→ **Requirements**:
A - Duplicate the passage of the review of Ciara from "Traverse Theatre (Venue" to "in ear-to-the-ground language.".
B - Answer these from the review of Ciara:
(i) At which venue is the play staged?
(ii) Who wrote the play?
(iii) What kind of business does Ciara run?
C - Resume the review of the play Ciara after its final sentence.
Start Extracted text
Review – Ciara

Aug 9 2013 | By More

✭✭✭✭✩ Art of Violence

Bythe Duff as Ciara. Photo © Jeremy Abrahams

Bythe Duff as Ciara. Photo © Jeremy Abrahams

Traverse Theatre (Venue 15)
Thurs 1 – Sun 25 August 2013
Review by Irene Brown

David Harrower’s one-woman play, written for Blythe Duff, is a finely honed exposition of the collision of diverse worlds – written in ear-to-the-ground language.

Ciara’s father Mick was a hard man. A powerful and wealthy hard man of Irish Catholic stock who had worked his way through the ranks of crime in Glasgow from petty theft to living on the profits of drug dealing with plenty of violence in between.

Like his Sicilian equivalents, he kept his family apart from this murky world. They were safe, secure and living in comfort and his wee lassie Ciara was his treasure. A wee treasure thoroughly indulged and utterly shielded. Mick is now dead but his legacy is finally impacting on Ciara. Her bourgeois art gallery is funded on the back of Mick’s secret life with its callous credo and she finally has to confront that harsh reality.
End Extracted text
Start Dataset section
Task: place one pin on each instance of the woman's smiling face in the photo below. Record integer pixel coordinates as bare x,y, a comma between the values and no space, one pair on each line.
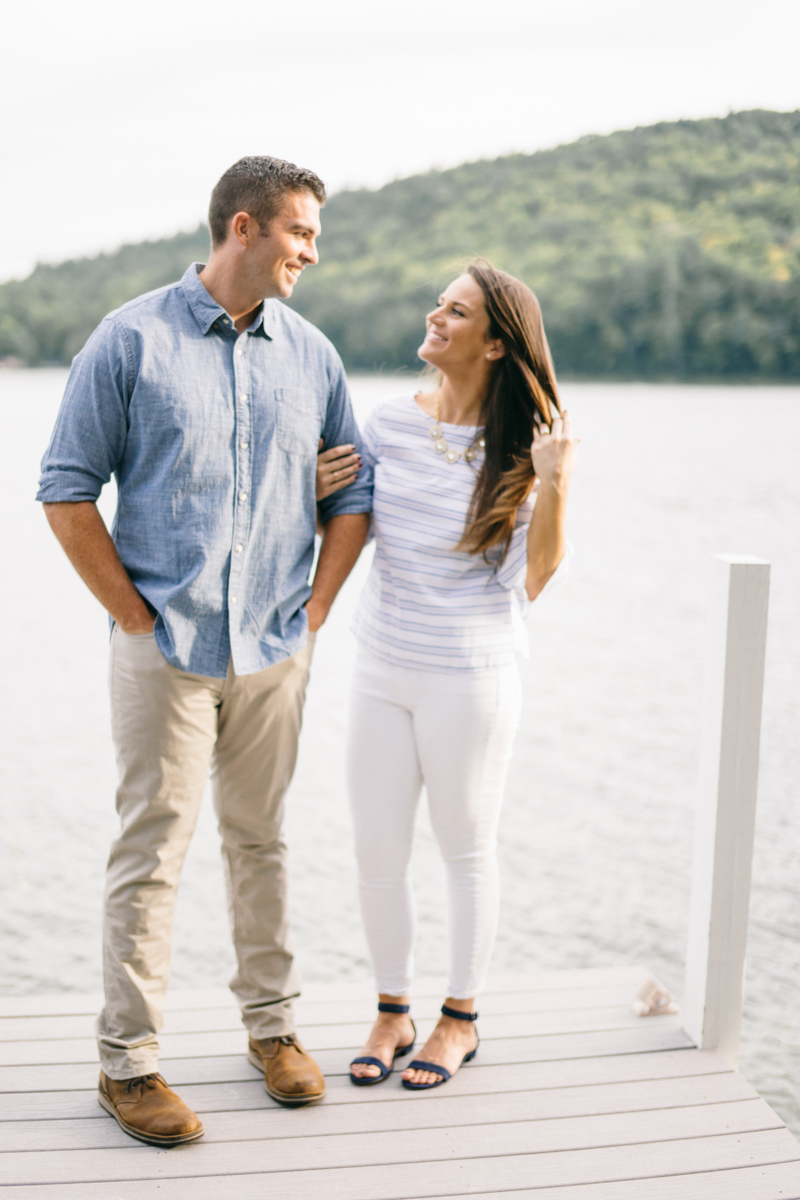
457,329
End Dataset section
→ **Per-task answers**:
A -
Traverse Theatre (Venue 15)
Thurs 1 – Sun 25 August 2013
Review by Irene Brown

David Harrower’s one-woman play, written for Blythe Duff, is a finely honed exposition of the collision of diverse worlds – written in ear-to-the-ground language.

B -
(i) Traverse Theatre (Venue 15)
(ii) David Harrower
(iii) An art gallery

C -
The comeback of a controversial Glasgow artist Alan Torrance and his painting of a giant woman sleeping above the city are pivotal to this saga. Ciara indulges briefly in a sweet danger of imagining a life with this charismatic man but dangerous events overtake her reverie.  She is obsessed with the image of the sleeping woman that can only be imagined. A female sleeping warrior, a local name for Arran hills seen from Ayrshire, or a version in oils of Dhruva Mistry’s Reclining Woman, created for Glasgow’s Garden Festival in 1988 that became known as The Big Wumman, spring to mind.

A kind of love letter to the dear green place

On the big empty warehouse and art space-in-waiting that is the play’s set, Blythe Duff sits dressed in evening elegance with golden sandals, utterly alive to the audience, and magnificently delivers the acute text by David Harrower that he wrote with her in mind. Ciara tells us early on that this is not a confession and that she expects no sympathy.

Buy the script

Harrower’s circular text is a kind of love letter to the dear green place with its sumptuous and poetic descriptions of Glasgow skies and Oscar Marzaroli evenings. It is a roller coaster of words that go from these poetic heights to the vivid descriptions of hideous violence and the crude, senseless sex that is the currency of these deeply macho misogynistic men who can kill and maim in a blink. His sense of spoken language is keen.

Under Orla O’Loughlin’s immaculate direction, Duff captures and deliveres the frank and natural way of speaking, even at its crudest depths. It falls out like the ‘silvery babbling brook’ that is Ciara’s description of herself when she is with the artist.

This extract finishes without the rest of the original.